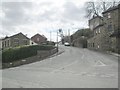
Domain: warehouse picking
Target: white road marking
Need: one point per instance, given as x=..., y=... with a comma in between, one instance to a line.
x=99, y=63
x=61, y=68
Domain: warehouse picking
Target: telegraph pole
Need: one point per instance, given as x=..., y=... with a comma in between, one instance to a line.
x=57, y=41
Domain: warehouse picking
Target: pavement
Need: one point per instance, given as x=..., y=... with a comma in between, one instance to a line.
x=74, y=68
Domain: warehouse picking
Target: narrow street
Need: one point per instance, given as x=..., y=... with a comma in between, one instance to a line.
x=75, y=68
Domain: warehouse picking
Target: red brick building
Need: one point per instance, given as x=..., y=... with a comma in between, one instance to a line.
x=39, y=39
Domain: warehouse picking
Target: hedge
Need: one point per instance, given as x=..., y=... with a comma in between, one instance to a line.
x=18, y=53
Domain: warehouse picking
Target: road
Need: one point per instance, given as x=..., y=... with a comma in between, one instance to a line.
x=75, y=68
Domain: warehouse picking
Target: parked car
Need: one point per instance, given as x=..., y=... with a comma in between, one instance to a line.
x=66, y=44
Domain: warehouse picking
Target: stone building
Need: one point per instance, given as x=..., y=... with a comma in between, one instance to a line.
x=15, y=41
x=39, y=39
x=112, y=26
x=106, y=30
x=99, y=39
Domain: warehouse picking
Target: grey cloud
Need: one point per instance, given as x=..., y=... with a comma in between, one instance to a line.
x=73, y=12
x=14, y=13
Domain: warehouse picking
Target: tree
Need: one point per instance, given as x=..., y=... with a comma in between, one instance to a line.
x=96, y=8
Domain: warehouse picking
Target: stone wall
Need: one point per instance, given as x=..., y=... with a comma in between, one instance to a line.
x=40, y=56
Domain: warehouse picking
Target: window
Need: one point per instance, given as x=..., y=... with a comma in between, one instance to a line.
x=38, y=39
x=16, y=42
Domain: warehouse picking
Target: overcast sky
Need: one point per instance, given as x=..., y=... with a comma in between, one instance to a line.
x=41, y=16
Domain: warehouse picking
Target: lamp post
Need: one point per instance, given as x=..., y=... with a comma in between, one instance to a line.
x=57, y=41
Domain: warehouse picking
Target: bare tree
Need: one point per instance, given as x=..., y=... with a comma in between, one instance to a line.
x=96, y=8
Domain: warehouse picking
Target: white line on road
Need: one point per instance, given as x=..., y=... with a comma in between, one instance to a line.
x=61, y=68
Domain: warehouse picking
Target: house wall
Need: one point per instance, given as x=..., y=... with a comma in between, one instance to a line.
x=14, y=41
x=39, y=39
x=19, y=40
x=111, y=20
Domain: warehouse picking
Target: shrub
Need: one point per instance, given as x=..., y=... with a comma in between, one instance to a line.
x=14, y=54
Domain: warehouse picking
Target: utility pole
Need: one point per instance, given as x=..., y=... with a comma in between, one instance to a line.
x=57, y=41
x=69, y=36
x=50, y=35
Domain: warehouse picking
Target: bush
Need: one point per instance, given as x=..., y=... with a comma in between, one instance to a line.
x=14, y=54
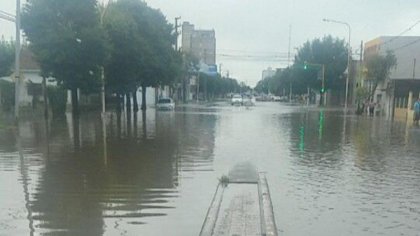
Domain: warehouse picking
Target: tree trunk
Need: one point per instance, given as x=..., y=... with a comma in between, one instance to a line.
x=74, y=102
x=128, y=102
x=372, y=92
x=135, y=102
x=143, y=98
x=118, y=103
x=44, y=93
x=184, y=91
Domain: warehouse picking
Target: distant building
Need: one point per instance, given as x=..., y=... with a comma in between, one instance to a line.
x=30, y=87
x=269, y=72
x=200, y=43
x=395, y=95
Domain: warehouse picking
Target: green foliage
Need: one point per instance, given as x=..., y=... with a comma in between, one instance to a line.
x=67, y=40
x=328, y=51
x=7, y=56
x=57, y=98
x=7, y=95
x=307, y=68
x=141, y=47
x=362, y=94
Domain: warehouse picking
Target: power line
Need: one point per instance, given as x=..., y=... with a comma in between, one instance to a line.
x=402, y=33
x=406, y=45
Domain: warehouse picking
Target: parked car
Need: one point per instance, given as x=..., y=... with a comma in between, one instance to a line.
x=165, y=104
x=236, y=99
x=248, y=101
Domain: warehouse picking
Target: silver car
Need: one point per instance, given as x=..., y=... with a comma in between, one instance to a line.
x=165, y=104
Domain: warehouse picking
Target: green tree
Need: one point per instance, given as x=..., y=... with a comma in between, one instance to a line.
x=67, y=41
x=7, y=56
x=328, y=51
x=378, y=69
x=141, y=49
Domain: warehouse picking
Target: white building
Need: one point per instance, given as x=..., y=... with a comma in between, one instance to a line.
x=404, y=78
x=269, y=72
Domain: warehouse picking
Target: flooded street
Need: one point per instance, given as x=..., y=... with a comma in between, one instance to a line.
x=329, y=174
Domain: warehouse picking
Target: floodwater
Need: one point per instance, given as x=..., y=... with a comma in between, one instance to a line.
x=329, y=174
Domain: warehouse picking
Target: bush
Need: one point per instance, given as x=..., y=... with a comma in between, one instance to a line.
x=57, y=98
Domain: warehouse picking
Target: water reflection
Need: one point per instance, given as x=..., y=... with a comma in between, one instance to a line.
x=154, y=173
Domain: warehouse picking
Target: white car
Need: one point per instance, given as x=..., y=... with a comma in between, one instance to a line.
x=165, y=104
x=236, y=99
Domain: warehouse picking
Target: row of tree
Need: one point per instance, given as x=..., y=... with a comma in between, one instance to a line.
x=332, y=53
x=126, y=44
x=306, y=71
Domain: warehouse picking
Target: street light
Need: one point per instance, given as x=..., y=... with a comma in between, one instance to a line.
x=348, y=57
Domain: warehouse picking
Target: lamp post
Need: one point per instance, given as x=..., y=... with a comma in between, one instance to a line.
x=348, y=57
x=104, y=136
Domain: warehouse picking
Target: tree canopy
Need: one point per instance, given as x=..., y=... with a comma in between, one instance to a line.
x=67, y=41
x=378, y=68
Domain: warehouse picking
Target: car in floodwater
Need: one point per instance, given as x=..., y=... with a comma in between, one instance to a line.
x=165, y=104
x=236, y=99
x=248, y=100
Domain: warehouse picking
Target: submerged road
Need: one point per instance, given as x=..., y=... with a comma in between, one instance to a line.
x=329, y=173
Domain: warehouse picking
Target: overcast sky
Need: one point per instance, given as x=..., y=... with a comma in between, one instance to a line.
x=252, y=35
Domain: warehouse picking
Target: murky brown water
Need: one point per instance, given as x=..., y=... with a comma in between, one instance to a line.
x=329, y=174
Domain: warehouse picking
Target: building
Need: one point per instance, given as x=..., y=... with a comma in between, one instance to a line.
x=395, y=94
x=269, y=72
x=200, y=43
x=30, y=89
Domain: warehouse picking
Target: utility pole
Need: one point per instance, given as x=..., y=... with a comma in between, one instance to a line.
x=288, y=61
x=17, y=61
x=176, y=32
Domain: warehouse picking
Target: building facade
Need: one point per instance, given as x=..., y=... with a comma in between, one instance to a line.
x=392, y=94
x=200, y=43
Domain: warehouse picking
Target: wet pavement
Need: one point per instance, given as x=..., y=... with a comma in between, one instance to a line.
x=329, y=174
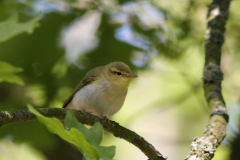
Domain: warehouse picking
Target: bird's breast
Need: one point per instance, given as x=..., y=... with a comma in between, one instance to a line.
x=99, y=98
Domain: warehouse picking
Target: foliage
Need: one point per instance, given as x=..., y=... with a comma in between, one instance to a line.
x=166, y=51
x=10, y=151
x=7, y=73
x=86, y=140
x=11, y=28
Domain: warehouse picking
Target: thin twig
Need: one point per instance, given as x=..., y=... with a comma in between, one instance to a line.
x=7, y=117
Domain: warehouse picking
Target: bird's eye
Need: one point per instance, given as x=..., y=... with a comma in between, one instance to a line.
x=119, y=73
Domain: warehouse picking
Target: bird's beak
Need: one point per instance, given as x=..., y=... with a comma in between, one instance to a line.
x=131, y=76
═══
Write the lines above out again exactly, without any of their pictures.

Domain: warehouse picking
Target: white road marking
Need: one point per instance, given as x=..., y=... with a comma in between, one instance to a line.
x=99, y=63
x=61, y=68
Domain: warehouse picking
Target: telegraph pole
Need: one point per instance, given as x=..., y=... with a comma in between, one instance to a line.
x=57, y=41
Domain: warehouse picking
Target: pavement
Need: one point per instance, given as x=..., y=... with a comma in between, one instance to a line.
x=74, y=68
Domain: warehouse picking
Target: narrow street
Need: one point per instance, given as x=..., y=... with a comma in between, one instance to a line.
x=75, y=68
Domain: warehouse picking
Target: red brick building
Need: one point per instance, given as x=..., y=... with a comma in between, one instance to a line.
x=39, y=39
Domain: warehouse picking
Target: hedge
Need: one point per instance, given as x=..., y=... with a comma in between, one instance to a line.
x=18, y=53
Domain: warehouse picking
Target: road
Need: one point per instance, given as x=..., y=... with a comma in between, one instance to a line.
x=75, y=68
Domain: warehouse picking
Target: parked car
Need: one point per instance, given as x=..., y=... with a comma in between, one instance to a line.
x=66, y=44
Domain: warehouse picking
Target: stone building
Need: one point per instance, given as x=..., y=... with a comma in between, one instance to a line.
x=15, y=41
x=39, y=39
x=112, y=26
x=106, y=30
x=99, y=39
Domain: warehouse picking
Target: grey cloud
Need: one point per instance, given as x=..., y=... with a comma in between, one instance to a line.
x=73, y=12
x=14, y=13
Domain: warehouse picking
Target: tree
Need: one point per instance, given as x=..., y=... with a comma in between, one instance to a line.
x=96, y=8
Domain: warehouse picking
Target: stone wall
Need: one point per instance, given as x=..., y=... with a comma in between, one instance to a line.
x=40, y=56
Domain: warehouse picking
Target: window
Need: one point per instance, given as x=..., y=... with a comma in between, one instance to a line.
x=38, y=39
x=16, y=42
Domain: warehouse picking
Target: overcast sky
Need: one point per instance, given as x=..., y=... with a comma in between, one instance to a line.
x=41, y=16
Domain: warehouse picking
Target: lamp post
Need: one point per instance, given as x=..., y=... with a comma in between, one instance to a line.
x=57, y=41
Domain: warehouse picking
Target: bare tree
Need: one point per instance, given as x=..., y=... with a comma in between, one instance to a line.
x=96, y=8
Domain: warehouse picking
Target: white line on road
Need: one point per instance, given as x=..., y=... with a comma in between, one instance to a line.
x=61, y=68
Domain: warehouse picking
Target: house wall
Need: one point per instance, given as x=..., y=... with a comma in between, one instance to a line.
x=14, y=41
x=39, y=39
x=19, y=40
x=111, y=20
Domain: warehouse picking
Target: shrub
Need: one point per instance, given as x=..., y=... with a comma in between, one instance to a line.
x=14, y=54
Domain: warehouse picking
Target: utility pole
Need: one point per instance, given as x=..., y=... with a comma in between, one instance to a line.
x=57, y=41
x=69, y=36
x=50, y=35
Domain: warehouse picking
Target: bush
Need: one point per instance, given as x=..., y=... with a comma in between, one instance to a line.
x=14, y=54
Domain: warehouse picking
Target: tree trunk
Need: one point per instance, given as x=..., y=... with a comma in between, one instance to a line.
x=74, y=102
x=128, y=102
x=372, y=92
x=135, y=102
x=143, y=98
x=118, y=103
x=44, y=93
x=184, y=91
Domain: warehouse picking
Target: distant building
Need: one point per instance, given as x=..., y=... with a comma in between, one instance to a line.
x=30, y=87
x=269, y=72
x=200, y=43
x=395, y=95
Domain: warehouse picking
Target: green foliage
Need: one point per instance, given as x=..., y=... with a comma in between, one instance to a line.
x=67, y=40
x=328, y=51
x=7, y=56
x=57, y=98
x=7, y=95
x=307, y=68
x=141, y=47
x=362, y=94
Domain: warehouse picking
Target: power line
Need: one point per instance, given as x=..., y=... with a comma in between, one instance to a line.
x=402, y=33
x=406, y=45
Domain: warehouse picking
Target: parked car
Need: one point per instance, given as x=..., y=... with a comma in between, one instance to a line.
x=165, y=104
x=236, y=99
x=248, y=101
Domain: warehouse picking
Target: silver car
Need: one point per instance, given as x=..., y=... with a comma in between, one instance to a line.
x=165, y=104
Domain: warehouse picking
Target: green tree
Need: one point per instance, given as x=..., y=... with a comma in between, one instance to a line.
x=67, y=41
x=7, y=56
x=328, y=51
x=378, y=69
x=141, y=49
Domain: warehouse picking
Target: white building
Need: one point per instance, given as x=..., y=... with a comma in between, one instance to a line.
x=404, y=78
x=269, y=72
Domain: warehouse picking
Target: flooded street
Need: one point per instance, given as x=..., y=... with a comma in between, one instance to a line.
x=329, y=174
Domain: warehouse picking
Target: floodwater
Need: one point per instance, given as x=..., y=... with a comma in between, one instance to a line.
x=329, y=174
Domain: warehouse picking
Target: bush
Need: one point per instance, given as x=..., y=... with a comma in between, one instance to a line.
x=57, y=98
Domain: warehouse picking
Target: water reflection
Need: one point per instance, given as x=..., y=... with a comma in between, one instance to a line.
x=154, y=173
Domain: warehouse picking
Target: white car
Need: one point per instance, given as x=..., y=... with a comma in between, one instance to a line.
x=165, y=104
x=236, y=99
Domain: warehouse picking
Target: row of tree
Need: one point per instance, given as x=..., y=... with a comma in between, one instance to a line.
x=332, y=53
x=126, y=44
x=306, y=71
Domain: warehouse picking
Target: street light
Need: one point per instance, given as x=..., y=... with a comma in between, one instance to a line.
x=348, y=57
Domain: warehouse picking
Target: lamp post
Need: one point per instance, given as x=..., y=... with a comma in between, one instance to a line.
x=348, y=57
x=104, y=136
Domain: warehouse picking
Target: tree canopy
Need: one point per instance, given as x=..., y=... with a comma in between, one instance to a line.
x=67, y=41
x=378, y=68
Domain: warehouse picking
Target: car in floodwater
Need: one point per instance, given as x=..., y=... with a comma in between, one instance to a line.
x=165, y=104
x=236, y=99
x=248, y=100
Domain: warehouse picking
Target: submerged road
Need: one point per instance, given as x=..., y=... with a comma in between, one instance to a line.
x=329, y=173
Domain: warehouse picking
Target: overcast sky
Need: one point per instance, given as x=..., y=... with a comma in between, one instance to a line.
x=252, y=35
Domain: warehouse picking
Target: murky brown water
Need: one point per instance, given as x=..., y=... with a comma in between, one instance to a line.
x=329, y=174
Domain: warehouse picking
Target: building
Need: one point per instance, given as x=..., y=... with a comma in between, one instance to a line.
x=395, y=94
x=269, y=72
x=200, y=43
x=30, y=89
Domain: warehouse picking
Target: utility pole
Need: one point per instance, given as x=..., y=... with a comma in between, one instance to a line.
x=288, y=61
x=17, y=61
x=176, y=32
Domain: warehouse picking
Target: building facade
Need: one point per instance, given as x=..., y=... with a comma in between, one instance to a line.
x=392, y=94
x=200, y=43
Domain: warehouse picking
Target: wet pavement
Need: one point per instance, given as x=..., y=... with a comma in between, one instance to a line.
x=329, y=174
Domain: warehouse picking
Target: bird's breast
Need: one point per instance, given as x=..., y=... with a comma in between, one instance to a line.
x=99, y=98
Domain: warehouse picking
Target: foliage
Need: one point per instance, given as x=..., y=... with a comma in between, one instance to a line.
x=166, y=51
x=10, y=151
x=7, y=73
x=86, y=140
x=11, y=28
Domain: warehouse picking
Target: thin twig
Need: one point per instance, given as x=..., y=... with a comma in between, one instance to a line.
x=7, y=117
Domain: warehouse picking
Target: bird's eye
Need: one point per instance, given as x=..., y=... with a comma in between, one instance to a line.
x=119, y=73
Domain: warehouse picking
Target: bird's beak
Need: one point per instance, given as x=..., y=... with a comma in between, one instance to a line.
x=131, y=76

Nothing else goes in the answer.